*Your goal*
Revise the forum thread from "## AmaruKaze (Dec" to "the staff ).", inclusive, and put "moderation team" wherever "moderating team" appears in that span.

No i am not claiming to know more than our supposedly existent mod team,  but unless something physically exploded, it shouldn't be taking THIS  long. now why am i so on edge about this? simple... business deals,  holiday gifts, and commissions. times like these, i would wager that  Alkora could run this thing in his sleep.

next time you decide to close my shit, ask me first.


----------



## Ozriel (Dec 11, 2013)

damien tokala said:


> next time you decide to close my shit, ask me first.




If the thread is deemed irrelevant and disruptive, the mods close it. We do not have to "ASK" to do so.

Please refrain from using swears and veiled insults and remarks. It doesn't help you get the point across and detracts from what you are trying to state.


----------



## damien tokala (Dec 11, 2013)

pfft, some moderator. first post and they already push people around. and they need to get this forums fixed as well, sticky topics should be in bold italic compared to the rest.


----------



## Ozriel (Dec 11, 2013)

damien tokala said:


> pfft, some moderator. first post and they already push people around. and they need to get this forums fixed as well, sticky topics should be in bold italic compared to the rest.



Take a step back for awhile and wait until an admin posts an ETA. That will be the best course of action for you, instead of making it a point to rack up infractions. In the meantime, you can post in other sections of the forum or look into something in Forum games until there is word from the mainsite admins.


----------



## Mentova (Dec 11, 2013)

damien tokala said:


> pfft, some moderator. first post and they already push people around. and they need to get this forums fixed as well, sticky topics should be in bold italic compared to the rest.



I don't know where this attitude is coming from, but please treat the staff here with respect. Nobody is pushing anyone around. This is your last warning.


----------



## damien tokala (Dec 11, 2013)

If it was that easy.


----------



## AmaruKaze (Dec 11, 2013)

I can understand his attitude after all. Of course I do not agree with the way he is formulating it nor with the amount of swear words involved.

First of all the moderating team should always make a comment on why the thread is closed, e.g. double Thread say so and link the older/bigger already existing Thread. Closing it down without apparent reason does no good and not really helps either side. Additionally I can also understand why he is angry about the site being down and _no one_ of the staff ever making a statement about it. We do not need an exact hour or day but when I ask a doctor on how long my illness probably takes to cure, I get an estimate which I can work with but do not treat as a fixed line. For sure that only works unless the doctor has absolutely no clue on what is wrong ( which again shows the missing professionalism of the staff ).


----------



## PheagleAdler (Dec 11, 2013)

Ozriel said:


> Take a step back for awhile and wait until an admin posts an ETA.



We've waited for TWO F*CKING DAYS. Why hasn't there been any word of progress AT ALL yet? 

I'm as reasonable as they come, but without updates, I tend to lose my sh*t.


----------



## damien tokala (Dec 11, 2013)

this is the holiday season, i rely on FA to contact my commissioners and make my gift plans for friends and furry family. these days are already stressful enough as it is, and this is just a knife in the back.


----------



## Ivorytigress (Dec 11, 2013)

Too much anger. Very pointless anger. It isn't the mods of the forums vault, don't blame them. Ever. It isn't their fault you can't look for other threads. Second of all, there is a reason emails exist. If all of your commission info is stored on FA, then that's your problem.

*Information given*

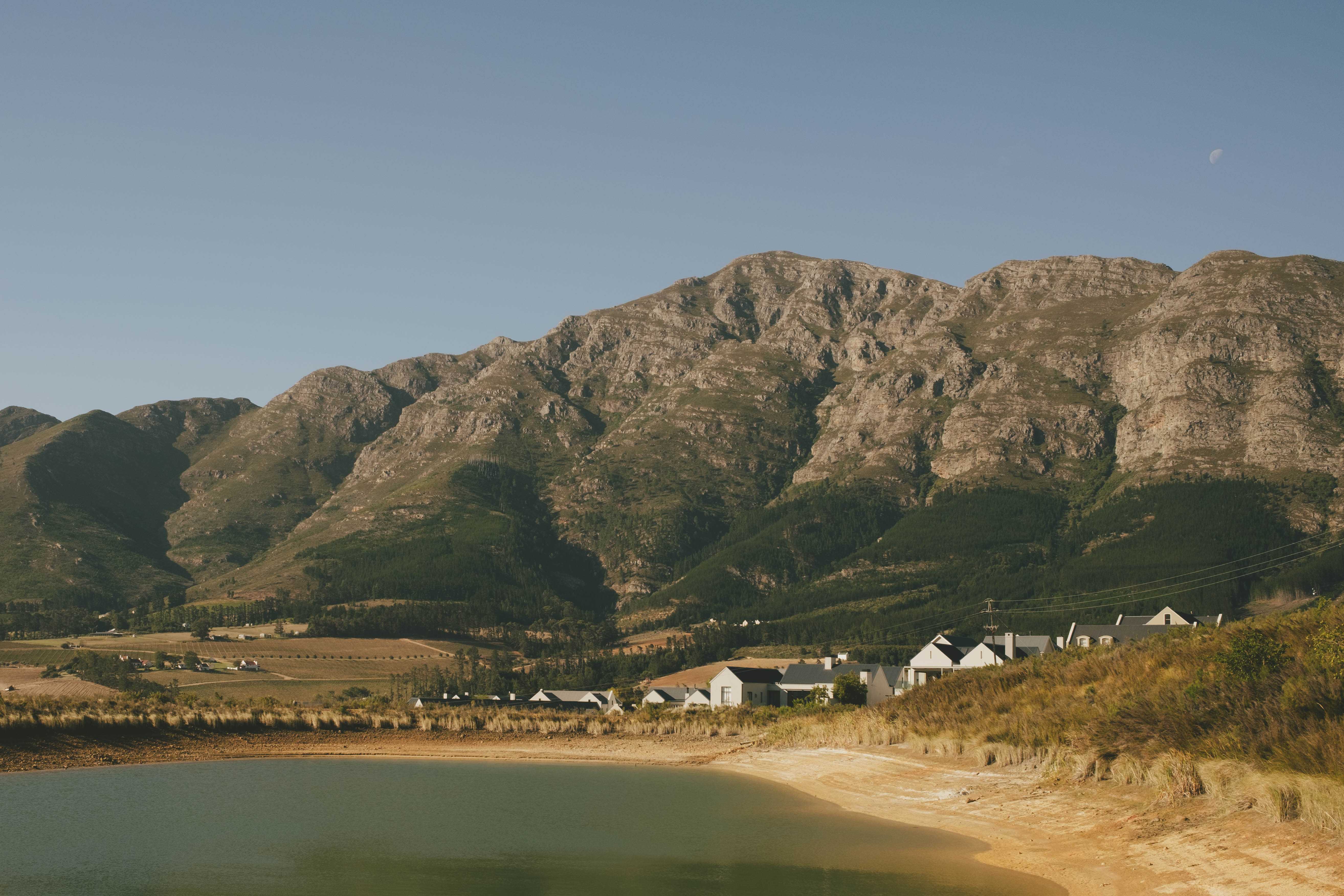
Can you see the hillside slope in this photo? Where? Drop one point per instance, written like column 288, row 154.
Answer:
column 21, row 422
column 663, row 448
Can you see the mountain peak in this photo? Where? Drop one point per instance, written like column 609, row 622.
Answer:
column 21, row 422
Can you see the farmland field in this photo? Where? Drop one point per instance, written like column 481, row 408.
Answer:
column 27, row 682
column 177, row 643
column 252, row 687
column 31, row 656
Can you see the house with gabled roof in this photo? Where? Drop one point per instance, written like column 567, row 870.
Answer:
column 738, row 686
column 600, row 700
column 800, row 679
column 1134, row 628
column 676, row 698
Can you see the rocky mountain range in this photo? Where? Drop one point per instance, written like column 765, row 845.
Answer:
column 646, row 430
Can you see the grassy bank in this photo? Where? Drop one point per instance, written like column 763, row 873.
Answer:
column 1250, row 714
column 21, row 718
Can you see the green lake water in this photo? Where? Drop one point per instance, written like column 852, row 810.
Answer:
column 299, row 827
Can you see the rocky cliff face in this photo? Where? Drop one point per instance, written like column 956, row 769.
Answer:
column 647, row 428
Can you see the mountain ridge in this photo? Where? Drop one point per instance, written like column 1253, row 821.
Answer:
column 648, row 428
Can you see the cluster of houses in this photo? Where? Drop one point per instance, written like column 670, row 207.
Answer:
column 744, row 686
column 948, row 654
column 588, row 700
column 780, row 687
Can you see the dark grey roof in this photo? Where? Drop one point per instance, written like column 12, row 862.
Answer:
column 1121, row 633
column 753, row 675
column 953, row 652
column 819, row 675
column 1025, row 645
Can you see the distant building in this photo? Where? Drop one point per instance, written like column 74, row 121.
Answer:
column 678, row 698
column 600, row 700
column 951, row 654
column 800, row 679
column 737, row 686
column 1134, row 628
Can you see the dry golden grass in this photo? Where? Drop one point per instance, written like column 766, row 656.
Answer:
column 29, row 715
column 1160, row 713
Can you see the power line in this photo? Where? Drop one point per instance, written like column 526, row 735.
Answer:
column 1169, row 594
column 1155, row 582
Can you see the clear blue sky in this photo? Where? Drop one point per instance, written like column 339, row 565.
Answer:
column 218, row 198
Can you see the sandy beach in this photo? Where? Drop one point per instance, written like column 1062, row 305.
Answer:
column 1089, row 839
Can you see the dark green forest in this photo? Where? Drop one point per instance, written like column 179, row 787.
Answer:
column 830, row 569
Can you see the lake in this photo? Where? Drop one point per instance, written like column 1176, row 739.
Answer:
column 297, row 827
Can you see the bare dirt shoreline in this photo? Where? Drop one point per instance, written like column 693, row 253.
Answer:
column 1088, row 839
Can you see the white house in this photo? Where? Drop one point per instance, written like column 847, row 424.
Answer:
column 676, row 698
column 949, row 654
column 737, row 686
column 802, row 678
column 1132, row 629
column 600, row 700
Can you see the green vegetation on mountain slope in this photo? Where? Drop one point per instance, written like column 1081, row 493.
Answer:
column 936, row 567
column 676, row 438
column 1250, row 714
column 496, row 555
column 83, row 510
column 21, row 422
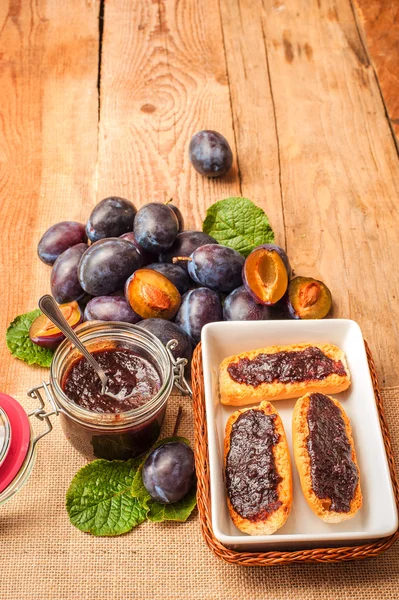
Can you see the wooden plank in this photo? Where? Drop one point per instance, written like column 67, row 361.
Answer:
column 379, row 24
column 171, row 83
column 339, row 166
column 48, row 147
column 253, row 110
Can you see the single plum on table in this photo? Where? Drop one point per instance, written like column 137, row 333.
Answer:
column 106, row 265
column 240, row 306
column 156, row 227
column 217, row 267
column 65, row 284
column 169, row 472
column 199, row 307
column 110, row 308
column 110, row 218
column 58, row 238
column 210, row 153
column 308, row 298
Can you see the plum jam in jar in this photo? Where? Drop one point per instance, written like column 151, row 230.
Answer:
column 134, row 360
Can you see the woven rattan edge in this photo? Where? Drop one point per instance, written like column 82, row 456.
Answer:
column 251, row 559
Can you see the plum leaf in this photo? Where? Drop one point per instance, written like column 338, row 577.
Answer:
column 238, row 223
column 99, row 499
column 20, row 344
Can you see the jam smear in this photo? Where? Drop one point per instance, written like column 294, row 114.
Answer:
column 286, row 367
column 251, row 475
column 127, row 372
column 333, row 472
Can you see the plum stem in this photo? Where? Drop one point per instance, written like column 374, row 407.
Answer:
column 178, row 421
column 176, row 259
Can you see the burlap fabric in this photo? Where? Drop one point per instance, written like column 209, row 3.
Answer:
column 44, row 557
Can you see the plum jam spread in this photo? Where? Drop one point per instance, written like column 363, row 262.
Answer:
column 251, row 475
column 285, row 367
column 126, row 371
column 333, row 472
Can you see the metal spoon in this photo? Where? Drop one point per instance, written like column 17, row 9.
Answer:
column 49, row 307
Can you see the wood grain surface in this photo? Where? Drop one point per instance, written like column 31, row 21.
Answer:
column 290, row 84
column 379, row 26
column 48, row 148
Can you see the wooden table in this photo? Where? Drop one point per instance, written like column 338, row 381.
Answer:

--

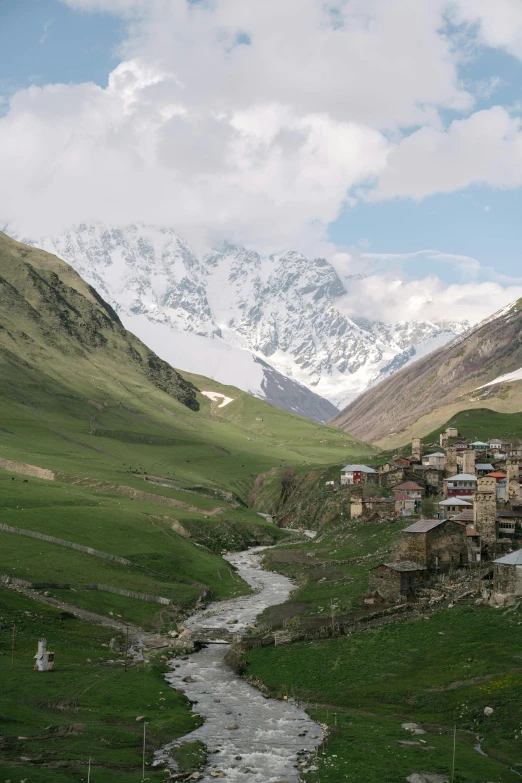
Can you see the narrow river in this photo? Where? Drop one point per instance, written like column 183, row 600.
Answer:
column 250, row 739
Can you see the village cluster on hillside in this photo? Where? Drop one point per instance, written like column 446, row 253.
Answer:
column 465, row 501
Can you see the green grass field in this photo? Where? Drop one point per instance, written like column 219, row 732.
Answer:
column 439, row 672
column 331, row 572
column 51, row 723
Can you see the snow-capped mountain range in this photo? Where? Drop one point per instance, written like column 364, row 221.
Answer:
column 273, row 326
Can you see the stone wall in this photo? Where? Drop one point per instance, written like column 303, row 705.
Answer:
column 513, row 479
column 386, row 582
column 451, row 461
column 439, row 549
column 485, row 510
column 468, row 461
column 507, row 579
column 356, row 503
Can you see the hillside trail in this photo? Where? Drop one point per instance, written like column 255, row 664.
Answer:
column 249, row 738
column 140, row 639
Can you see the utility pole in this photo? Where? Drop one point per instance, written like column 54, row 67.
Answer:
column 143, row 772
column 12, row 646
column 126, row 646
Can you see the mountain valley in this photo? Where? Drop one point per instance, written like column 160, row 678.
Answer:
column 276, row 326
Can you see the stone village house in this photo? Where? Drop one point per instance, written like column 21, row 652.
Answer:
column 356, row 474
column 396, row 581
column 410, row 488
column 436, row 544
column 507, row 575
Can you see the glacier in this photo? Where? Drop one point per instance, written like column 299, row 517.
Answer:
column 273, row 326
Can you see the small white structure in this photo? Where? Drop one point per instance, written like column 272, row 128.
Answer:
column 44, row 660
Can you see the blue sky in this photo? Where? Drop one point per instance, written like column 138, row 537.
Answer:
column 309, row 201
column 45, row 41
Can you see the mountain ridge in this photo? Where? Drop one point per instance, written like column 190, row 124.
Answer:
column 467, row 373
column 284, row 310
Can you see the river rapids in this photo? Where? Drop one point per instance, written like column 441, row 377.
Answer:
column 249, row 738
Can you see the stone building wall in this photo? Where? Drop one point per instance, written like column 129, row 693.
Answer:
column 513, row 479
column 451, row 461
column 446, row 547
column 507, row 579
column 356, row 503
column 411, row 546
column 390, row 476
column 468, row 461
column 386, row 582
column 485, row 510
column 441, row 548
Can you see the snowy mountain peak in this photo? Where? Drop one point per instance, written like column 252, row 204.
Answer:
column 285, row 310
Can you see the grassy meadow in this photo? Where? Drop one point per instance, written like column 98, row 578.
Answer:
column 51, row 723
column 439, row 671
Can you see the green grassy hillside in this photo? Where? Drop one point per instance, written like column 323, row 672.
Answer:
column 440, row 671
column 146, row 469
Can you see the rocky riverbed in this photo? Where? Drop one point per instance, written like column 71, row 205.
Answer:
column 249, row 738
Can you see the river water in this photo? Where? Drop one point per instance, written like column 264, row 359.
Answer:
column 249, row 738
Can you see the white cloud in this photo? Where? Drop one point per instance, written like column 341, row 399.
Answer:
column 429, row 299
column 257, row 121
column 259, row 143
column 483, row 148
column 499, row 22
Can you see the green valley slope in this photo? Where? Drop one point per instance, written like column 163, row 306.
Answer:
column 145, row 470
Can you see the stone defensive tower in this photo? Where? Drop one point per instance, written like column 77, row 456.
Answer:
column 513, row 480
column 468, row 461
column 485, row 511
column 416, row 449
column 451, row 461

*Solution*
## AmaruKaze (Dec 11, 2013)

I can understand his attitude after all. Of course I do not agree with the way he is formulating it nor with the amount of swear words involved.

First of all the moderation team should always make a comment on why the thread is closed, e.g. double Thread say so and link the older/bigger already existing Thread. Closing it down without apparent reason does no good and not really helps either side. Additionally I can also understand why he is angry about the site being down and _no one_ of the staff ever making a statement about it. We do not need an exact hour or day but when I ask a doctor on how long my illness probably takes to cure, I get an estimate which I can work with but do not treat as a fixed line. For sure that only works unless the doctor has absolutely no clue on what is wrong ( which again shows the missing professionalism of the staff ).